_Task brief:_ Edit the lines below by replacing "eroded rock face" with "weathered cliff" and leaving everything else unchanged. Omit the pictures from your answer.

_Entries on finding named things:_
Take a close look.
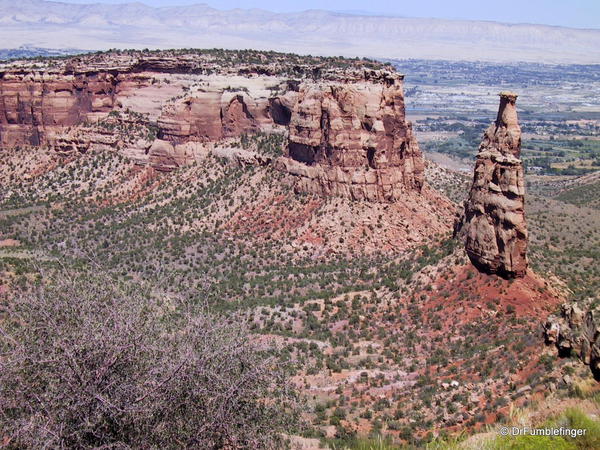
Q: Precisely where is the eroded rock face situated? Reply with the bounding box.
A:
[0,72,116,146]
[279,71,424,201]
[0,52,424,197]
[544,303,600,380]
[460,93,528,277]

_Complete response:_
Take a close look.
Q: Precisely where is the weathered cliff situated? Reply with the bounding box.
A:
[0,72,116,146]
[279,71,424,201]
[0,52,424,197]
[544,303,600,380]
[460,93,528,277]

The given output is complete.